◆ DATA SHOWN ◆

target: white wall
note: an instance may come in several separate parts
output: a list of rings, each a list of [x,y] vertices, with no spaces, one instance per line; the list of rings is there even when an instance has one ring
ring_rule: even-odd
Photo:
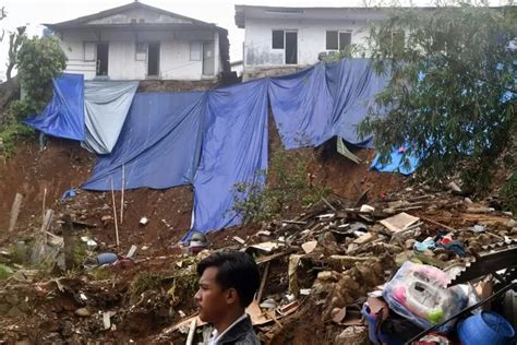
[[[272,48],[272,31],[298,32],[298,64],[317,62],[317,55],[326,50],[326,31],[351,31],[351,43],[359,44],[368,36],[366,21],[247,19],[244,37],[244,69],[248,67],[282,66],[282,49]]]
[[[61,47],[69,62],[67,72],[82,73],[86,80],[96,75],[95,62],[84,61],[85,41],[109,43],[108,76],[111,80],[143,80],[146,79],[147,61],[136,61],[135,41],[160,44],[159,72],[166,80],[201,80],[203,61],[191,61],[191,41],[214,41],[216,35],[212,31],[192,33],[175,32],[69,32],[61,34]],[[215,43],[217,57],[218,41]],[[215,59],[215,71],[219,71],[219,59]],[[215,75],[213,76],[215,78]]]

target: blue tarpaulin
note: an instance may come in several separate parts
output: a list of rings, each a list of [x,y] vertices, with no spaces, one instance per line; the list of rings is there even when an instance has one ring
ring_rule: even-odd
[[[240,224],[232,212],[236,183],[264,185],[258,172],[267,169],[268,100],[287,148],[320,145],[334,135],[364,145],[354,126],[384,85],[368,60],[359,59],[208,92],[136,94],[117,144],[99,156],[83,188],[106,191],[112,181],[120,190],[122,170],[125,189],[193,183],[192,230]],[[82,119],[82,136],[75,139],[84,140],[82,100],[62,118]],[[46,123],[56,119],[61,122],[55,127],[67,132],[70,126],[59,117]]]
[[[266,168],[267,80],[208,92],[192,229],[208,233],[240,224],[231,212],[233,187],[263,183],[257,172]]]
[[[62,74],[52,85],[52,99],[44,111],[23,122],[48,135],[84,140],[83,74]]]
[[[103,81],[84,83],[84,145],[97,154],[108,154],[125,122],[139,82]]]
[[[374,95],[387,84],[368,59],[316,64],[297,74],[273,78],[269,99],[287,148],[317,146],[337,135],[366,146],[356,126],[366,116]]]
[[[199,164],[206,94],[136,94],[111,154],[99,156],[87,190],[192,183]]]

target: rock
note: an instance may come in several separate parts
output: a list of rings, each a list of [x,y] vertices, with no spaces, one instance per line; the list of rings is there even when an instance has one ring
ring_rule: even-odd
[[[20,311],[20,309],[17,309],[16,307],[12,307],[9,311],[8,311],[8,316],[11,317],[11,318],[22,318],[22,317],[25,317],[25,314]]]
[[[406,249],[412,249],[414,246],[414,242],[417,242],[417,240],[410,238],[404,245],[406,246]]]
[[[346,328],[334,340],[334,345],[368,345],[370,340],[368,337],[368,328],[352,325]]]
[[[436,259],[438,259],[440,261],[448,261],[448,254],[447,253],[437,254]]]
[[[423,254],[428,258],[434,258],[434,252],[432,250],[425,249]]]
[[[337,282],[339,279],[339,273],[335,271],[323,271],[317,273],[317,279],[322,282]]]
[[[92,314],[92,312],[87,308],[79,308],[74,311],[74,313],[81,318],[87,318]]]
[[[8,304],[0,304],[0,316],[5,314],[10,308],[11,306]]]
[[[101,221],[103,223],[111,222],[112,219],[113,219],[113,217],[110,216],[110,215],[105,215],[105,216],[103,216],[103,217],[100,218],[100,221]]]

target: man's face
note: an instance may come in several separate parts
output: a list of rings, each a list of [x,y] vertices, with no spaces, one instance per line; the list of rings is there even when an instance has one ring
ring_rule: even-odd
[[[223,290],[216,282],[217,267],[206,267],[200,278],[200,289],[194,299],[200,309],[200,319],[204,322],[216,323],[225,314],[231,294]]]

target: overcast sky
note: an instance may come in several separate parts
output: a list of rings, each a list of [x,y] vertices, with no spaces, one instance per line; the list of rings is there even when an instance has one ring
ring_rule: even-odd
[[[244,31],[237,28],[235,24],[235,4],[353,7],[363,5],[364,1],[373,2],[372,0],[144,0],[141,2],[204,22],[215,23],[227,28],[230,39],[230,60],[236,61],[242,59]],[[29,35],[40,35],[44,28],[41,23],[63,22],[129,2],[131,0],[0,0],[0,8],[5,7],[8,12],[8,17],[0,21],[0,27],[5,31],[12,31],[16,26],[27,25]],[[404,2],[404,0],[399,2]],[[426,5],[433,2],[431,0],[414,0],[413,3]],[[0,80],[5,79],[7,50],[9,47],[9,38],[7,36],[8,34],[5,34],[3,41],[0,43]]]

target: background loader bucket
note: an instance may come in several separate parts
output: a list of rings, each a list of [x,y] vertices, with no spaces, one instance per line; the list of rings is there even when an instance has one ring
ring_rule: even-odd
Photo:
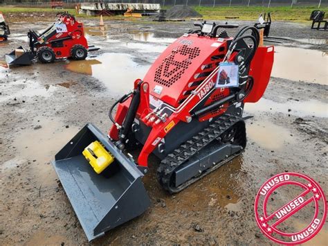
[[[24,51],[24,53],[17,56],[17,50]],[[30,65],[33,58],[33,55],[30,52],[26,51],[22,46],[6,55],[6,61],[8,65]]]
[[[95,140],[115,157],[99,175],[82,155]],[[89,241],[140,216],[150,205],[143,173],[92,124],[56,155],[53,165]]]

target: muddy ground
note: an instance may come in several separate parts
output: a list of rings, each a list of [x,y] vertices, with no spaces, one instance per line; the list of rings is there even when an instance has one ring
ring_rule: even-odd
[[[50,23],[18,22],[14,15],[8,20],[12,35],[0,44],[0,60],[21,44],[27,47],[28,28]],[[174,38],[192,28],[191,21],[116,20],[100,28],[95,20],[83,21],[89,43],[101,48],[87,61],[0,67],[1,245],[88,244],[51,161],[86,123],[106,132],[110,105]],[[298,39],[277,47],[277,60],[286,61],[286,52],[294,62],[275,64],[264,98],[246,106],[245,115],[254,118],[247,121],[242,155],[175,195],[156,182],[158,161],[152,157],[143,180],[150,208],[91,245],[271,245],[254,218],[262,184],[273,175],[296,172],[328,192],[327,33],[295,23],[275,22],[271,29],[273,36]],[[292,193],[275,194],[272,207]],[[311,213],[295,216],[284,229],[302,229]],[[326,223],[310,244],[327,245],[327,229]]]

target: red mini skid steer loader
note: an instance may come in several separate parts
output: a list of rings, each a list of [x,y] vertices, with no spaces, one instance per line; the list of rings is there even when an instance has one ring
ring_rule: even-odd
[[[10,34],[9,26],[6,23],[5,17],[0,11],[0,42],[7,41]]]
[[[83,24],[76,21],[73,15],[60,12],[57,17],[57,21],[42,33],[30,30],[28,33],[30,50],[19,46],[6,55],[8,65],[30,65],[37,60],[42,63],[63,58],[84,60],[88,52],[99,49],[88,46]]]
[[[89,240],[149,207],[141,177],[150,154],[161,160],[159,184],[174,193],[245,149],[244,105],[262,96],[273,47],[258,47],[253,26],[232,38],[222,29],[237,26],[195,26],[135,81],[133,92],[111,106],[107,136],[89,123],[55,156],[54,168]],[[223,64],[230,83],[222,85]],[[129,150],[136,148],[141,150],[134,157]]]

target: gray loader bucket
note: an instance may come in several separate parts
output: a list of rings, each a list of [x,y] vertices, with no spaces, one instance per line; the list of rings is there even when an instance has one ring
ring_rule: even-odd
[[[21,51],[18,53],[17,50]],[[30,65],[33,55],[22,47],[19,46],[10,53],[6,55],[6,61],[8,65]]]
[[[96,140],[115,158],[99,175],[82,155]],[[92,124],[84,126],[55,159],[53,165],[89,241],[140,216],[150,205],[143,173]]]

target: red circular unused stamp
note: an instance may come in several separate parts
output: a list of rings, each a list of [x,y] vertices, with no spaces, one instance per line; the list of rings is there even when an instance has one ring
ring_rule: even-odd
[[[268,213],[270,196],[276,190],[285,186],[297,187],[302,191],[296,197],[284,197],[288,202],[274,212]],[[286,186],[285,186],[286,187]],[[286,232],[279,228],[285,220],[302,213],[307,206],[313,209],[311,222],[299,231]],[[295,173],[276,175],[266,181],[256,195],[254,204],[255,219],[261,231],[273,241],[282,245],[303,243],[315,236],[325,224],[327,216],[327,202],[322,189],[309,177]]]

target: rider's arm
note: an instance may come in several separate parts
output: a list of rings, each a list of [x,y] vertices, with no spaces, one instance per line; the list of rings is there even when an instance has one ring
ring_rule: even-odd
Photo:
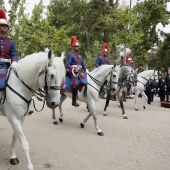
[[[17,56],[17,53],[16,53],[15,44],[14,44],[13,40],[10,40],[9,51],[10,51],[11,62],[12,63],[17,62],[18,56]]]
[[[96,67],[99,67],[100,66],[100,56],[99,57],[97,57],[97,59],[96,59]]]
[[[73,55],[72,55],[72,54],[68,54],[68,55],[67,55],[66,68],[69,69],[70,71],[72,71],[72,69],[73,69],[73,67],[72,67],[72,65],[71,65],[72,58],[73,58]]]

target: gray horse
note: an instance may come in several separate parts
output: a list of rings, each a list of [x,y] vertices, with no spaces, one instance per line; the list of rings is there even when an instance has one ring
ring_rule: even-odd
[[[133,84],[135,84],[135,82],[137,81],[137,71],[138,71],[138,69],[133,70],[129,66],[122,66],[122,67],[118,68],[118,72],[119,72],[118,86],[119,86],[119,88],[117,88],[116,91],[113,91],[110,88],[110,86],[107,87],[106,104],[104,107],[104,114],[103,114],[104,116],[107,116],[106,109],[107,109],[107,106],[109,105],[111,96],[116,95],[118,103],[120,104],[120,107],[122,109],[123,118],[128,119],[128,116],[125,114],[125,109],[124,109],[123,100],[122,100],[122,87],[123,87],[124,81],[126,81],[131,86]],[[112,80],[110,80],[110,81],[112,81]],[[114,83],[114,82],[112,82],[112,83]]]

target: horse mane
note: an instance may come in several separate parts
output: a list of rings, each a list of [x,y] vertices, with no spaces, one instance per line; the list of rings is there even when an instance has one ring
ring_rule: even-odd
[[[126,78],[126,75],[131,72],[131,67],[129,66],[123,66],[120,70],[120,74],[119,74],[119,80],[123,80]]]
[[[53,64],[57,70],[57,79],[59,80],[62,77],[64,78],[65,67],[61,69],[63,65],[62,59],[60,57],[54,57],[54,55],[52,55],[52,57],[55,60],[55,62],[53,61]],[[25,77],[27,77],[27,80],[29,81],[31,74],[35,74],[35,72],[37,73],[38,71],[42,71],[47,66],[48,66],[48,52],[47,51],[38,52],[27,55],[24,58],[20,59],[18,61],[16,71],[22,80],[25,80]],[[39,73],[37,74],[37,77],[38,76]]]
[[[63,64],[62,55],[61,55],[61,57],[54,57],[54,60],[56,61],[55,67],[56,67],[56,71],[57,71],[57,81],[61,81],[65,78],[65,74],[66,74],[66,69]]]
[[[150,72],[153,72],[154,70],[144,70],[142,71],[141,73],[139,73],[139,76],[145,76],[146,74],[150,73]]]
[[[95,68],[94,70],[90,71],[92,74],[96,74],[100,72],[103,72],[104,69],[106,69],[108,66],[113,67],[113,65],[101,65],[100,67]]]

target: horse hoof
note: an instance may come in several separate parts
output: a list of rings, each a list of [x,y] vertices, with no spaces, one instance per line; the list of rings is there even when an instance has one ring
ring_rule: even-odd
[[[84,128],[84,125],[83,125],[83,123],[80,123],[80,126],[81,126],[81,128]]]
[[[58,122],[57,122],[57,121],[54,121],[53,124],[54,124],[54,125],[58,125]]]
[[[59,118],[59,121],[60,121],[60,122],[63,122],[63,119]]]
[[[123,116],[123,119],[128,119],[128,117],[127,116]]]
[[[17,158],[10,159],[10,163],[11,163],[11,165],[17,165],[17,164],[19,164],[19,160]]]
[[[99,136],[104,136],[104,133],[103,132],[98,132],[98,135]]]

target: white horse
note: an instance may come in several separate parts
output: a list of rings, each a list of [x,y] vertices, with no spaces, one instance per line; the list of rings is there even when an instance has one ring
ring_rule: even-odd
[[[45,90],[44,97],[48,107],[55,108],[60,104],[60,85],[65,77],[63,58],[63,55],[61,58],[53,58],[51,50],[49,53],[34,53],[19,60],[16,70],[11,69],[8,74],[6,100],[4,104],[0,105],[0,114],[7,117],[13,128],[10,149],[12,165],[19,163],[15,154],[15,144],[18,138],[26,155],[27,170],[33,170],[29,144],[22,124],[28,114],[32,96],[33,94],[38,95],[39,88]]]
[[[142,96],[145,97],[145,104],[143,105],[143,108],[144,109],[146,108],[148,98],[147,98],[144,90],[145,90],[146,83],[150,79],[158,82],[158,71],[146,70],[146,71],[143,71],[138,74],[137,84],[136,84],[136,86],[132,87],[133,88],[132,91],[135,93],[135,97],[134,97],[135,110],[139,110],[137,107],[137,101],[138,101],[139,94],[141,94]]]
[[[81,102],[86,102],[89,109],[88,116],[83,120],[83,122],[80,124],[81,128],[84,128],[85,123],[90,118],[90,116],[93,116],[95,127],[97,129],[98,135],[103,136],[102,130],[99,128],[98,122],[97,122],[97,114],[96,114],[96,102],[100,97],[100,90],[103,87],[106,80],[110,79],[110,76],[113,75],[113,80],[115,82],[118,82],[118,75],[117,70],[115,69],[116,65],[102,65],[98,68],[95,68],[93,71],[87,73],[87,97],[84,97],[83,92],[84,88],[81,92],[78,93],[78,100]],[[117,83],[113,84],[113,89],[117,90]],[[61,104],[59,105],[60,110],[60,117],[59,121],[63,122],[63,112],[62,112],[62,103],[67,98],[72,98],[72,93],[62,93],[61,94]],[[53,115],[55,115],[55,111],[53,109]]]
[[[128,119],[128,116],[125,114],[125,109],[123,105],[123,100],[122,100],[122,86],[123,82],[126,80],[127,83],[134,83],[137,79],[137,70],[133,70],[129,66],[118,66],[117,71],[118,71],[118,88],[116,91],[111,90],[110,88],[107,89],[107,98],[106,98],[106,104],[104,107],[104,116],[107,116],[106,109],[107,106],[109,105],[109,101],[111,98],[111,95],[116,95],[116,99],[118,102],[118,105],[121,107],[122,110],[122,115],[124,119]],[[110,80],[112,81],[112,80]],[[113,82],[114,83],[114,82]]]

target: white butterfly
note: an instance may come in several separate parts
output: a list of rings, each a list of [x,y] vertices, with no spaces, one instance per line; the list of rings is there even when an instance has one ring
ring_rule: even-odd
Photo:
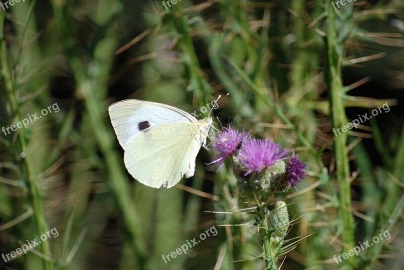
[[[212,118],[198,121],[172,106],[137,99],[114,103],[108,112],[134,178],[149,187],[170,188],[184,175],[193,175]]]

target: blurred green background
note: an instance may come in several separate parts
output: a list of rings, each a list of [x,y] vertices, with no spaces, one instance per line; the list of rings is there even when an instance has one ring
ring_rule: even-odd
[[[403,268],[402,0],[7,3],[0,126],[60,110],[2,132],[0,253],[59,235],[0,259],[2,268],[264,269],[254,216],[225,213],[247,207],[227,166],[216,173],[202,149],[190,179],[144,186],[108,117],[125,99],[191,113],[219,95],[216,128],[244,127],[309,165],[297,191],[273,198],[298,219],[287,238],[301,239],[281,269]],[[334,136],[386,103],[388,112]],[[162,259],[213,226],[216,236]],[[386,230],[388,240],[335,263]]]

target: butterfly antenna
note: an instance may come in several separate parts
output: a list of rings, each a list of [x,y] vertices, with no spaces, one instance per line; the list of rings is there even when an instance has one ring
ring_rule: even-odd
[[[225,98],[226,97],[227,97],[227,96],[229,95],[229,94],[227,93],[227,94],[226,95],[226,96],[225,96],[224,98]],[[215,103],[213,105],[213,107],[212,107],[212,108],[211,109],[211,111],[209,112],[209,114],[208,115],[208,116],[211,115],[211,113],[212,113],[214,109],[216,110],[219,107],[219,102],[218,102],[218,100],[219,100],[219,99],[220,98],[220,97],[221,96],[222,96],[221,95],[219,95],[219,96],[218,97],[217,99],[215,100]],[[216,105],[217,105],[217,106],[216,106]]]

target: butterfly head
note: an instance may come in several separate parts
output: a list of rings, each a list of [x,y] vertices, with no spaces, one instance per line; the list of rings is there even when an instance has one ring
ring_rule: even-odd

◆ WHAT YOU ARE ASKED TO DO ◆
Return, verbatim, the stretch of the records from the line containing "target: butterfly head" through the end of the records, both ends included.

◆ SOLUTION ◆
target: butterfly head
note: an instance may come in several separate parts
output: a list of rings, each a list of [x,y] vertices, with no spaces, one instance per line; the list of rings is there even when an instance has one ring
ring_rule: even-odd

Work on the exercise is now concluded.